The Comptroller’s Licensing Manual Supplement clarifies that it is applicable to applications from fintech companies to charter a special purpose national bank that would engage in one or more of the core banking activities of paying checks or lending money but would not apply to those that take deposits, and would not be insured by the Federal Deposit Insurance Corporation (FDIC). Keep in mind that fintechs that seek a national bank charter and plan to take insured deposits are not eligible for this special purpose bank charter and would be required to obtain FDIC insurance and apply for a full-service national bank charter.

Special purpose national bank charters will be supervised by the OCC as all other national banks, under a scheduled supervisory cycle, including on-site examination and periodic off-site monitoring. The OCC sets high expectations for new charters, and as such, they will be subject to rigorous ongoing oversight to ensure that the bank’s management and the board of directors are properly executing their business strategy and the bank is meeting its performance goals. The charter will be subject to the same ratings framework, including applicable specialty ratings, as other national banks. The rating system, commonly referred to as CAMELS, assesses components of a bank’s performance including capital adequacy, asset quality, management, earnings, liquidity, and sensitivity to market risk, as well as specialty areas such as information technology, trust (if applicable), and consumer compliance.

While the OCC will review the application and issue the charter, depending on the structure of the fintech, other regulators, in addition to the OCC may have oversight and supervisory roles. There should not be surprises as the OCC should coordinate, as appropriate, with other regulators to facilitate consideration of any applications or approvals that may be required by those regulators.

Update on State Money Transmitter Licensing

The State Regulators continue to fight against the federal charter and work towards improving the state licensing process. While there have been certain improvements such as the standardization of parts of the licensing process related to IT, cybersecurity, business plan, background check and Bank Secrecy Act compliance by several states including Georgia, Illinois, Kansas, Massachusetts, Tennessee, Texas and Washington through the acceptance of findings of one of these states, and even as more states have migrated to NMLS, the initial state licensing and license maintenance still continues to be a regulatory maze and an expensive process.

On March 22, 2018, Arizona enacted a “regulatory sandbox program” to enable fintechs to obtain limited access to the market in the state to test innovative financial products or services without obtaining a license or other authorization that otherwise might be required. On July 18, 2018, Paul Watkins, who was formerly in charge of fintech initiatives at the Arizona Attorney General’s office, was named by CFPB Acting Director Mulvaney to serve as Director of the CFPB Office of Innovation.

The New York Department of Financial Services (NYDFS) lawsuit challenging the OCC’s fintech charter filed on May 12, 2017 was dismissed in December 2017, leaving a possibility that the New York Regulator could re-sue the OCC if it were to create a fintech charter in the future. On July 31, 2018, Mrs. Vullo, the DFS superintendent, issued a statement confirming NYDFS fierce opposition to the Department of Treasury’s endorsement of regulatory “sandboxes” for financial technology companies and the OCC decision to begin accepting applications for special purpose national bank charters from non-depository financial technology companies.

Stored dataset entries:

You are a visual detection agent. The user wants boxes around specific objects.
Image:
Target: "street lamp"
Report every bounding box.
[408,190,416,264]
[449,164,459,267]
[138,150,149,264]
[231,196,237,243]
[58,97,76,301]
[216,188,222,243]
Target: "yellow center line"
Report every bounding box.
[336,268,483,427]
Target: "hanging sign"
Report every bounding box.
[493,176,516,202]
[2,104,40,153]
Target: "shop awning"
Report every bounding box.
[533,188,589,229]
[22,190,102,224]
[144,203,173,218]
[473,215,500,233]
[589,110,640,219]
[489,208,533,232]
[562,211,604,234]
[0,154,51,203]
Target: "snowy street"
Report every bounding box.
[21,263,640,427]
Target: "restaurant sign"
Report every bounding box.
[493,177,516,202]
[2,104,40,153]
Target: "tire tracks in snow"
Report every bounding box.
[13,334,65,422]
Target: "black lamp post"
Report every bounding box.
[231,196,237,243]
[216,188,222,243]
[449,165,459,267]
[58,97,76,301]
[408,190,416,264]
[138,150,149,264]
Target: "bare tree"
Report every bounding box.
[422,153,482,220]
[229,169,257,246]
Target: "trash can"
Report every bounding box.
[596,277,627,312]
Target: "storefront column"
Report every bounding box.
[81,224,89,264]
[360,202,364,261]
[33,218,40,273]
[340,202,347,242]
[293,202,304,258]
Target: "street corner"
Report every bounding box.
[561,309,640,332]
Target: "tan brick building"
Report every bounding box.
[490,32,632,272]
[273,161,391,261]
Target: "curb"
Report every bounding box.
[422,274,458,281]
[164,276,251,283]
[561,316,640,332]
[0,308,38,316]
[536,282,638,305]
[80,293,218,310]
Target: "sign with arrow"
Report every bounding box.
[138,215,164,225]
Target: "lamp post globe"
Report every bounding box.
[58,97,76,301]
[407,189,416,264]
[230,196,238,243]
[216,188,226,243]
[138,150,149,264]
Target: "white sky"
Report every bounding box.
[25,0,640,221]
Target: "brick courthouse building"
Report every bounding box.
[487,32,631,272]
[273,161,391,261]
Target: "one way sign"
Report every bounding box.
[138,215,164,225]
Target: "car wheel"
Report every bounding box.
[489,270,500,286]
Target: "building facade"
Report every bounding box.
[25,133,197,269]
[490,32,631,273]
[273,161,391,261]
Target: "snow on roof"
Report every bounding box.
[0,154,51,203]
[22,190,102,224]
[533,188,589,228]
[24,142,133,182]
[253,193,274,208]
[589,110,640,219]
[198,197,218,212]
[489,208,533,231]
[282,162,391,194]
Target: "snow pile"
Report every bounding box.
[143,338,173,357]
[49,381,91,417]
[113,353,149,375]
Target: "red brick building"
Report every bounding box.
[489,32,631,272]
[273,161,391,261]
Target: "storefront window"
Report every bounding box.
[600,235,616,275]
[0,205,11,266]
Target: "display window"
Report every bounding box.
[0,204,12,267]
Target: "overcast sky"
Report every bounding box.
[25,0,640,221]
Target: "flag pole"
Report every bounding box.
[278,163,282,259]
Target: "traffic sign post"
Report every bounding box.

■ **EXERCISE TASKS**
**A.** Report how many lines of the records contain the string "street", giving only the number.
**B.** Supply the next part of the passage on the OCC's special purpose fintech charter, picking up after its final sentence.

■ **RESULTS OF THE EXERCISE**
**A.** 3

**B.**
The Conference of State Bank Supervisors (CSBS) launched a complaint in the US district court alleging that the OCC was over-reaching its authority to grant charter status to non-banks, but the case was also dismissed on April 30, 2018.

In June 2018, the CSBS issued Vision 2020 as an initiative to modernize state regulation of non-bank financial institutions. By 2020, state regulators have committed to adopting an integrated 50-state licensing and supervisory system by leveraging technology and smart regulatory policy to transform the interaction between industry, regulators and consumers.
Vision 2020 focuses on 6 major initiatives to transform state supervision of non-bank and fintech companies:

  1. The Fintech Industry Advisory Panel provides industry input to help states: modernize regulatory regimes; identify points of friction in licensing and multi-state regulation; and discuss a wide array of solutions. The panel will focus on payments and money transmission; lending; and community banks and innovation.
  2. Redesigned Nationwide Multistate Licensing System (NMLS) – the common platform for state regulation – will transform the licensing process thru data/analytics; automate most new applicants; and enable states to focus more on higher-risk cases while streamlining state regulation on a multi-state basis.
  3. Harmonize Multi-State Supervision by establishing model approaches enhancing uniformity in examinations; facilitating best practices; and identifying and reporting non-bank violations. The CSBS is also building a new technology platform for state exams.
  4. Assist State Banking Departments, through education programs, analytics and stronger standards, the CSBS is helping state departments: identify their weaknesses; put expertise where it is most needed; update supervisory processes; compare and learn from other states; and validate higher performance thru accreditation.
  5. Enable Banks to Service Non-Banks, through enhanced industry awareness campaigns to address de-risking practices – where banks are cautious about doing business with non-banks – the CSBS is increasing industry awareness that non-banks have strong regulatory regimes for compliance with laws for money laundering, the Bank Secrecy Act, and cybersecurity.
  6. Improve Third Party Supervision through the CSBS’ support of federal legislation to amend the Bank Services Company Act to allow state and federal regulators to better coordinate supervision of TSPs and, in turn, produce an easier supervisory experience for fintechs and other non-banks.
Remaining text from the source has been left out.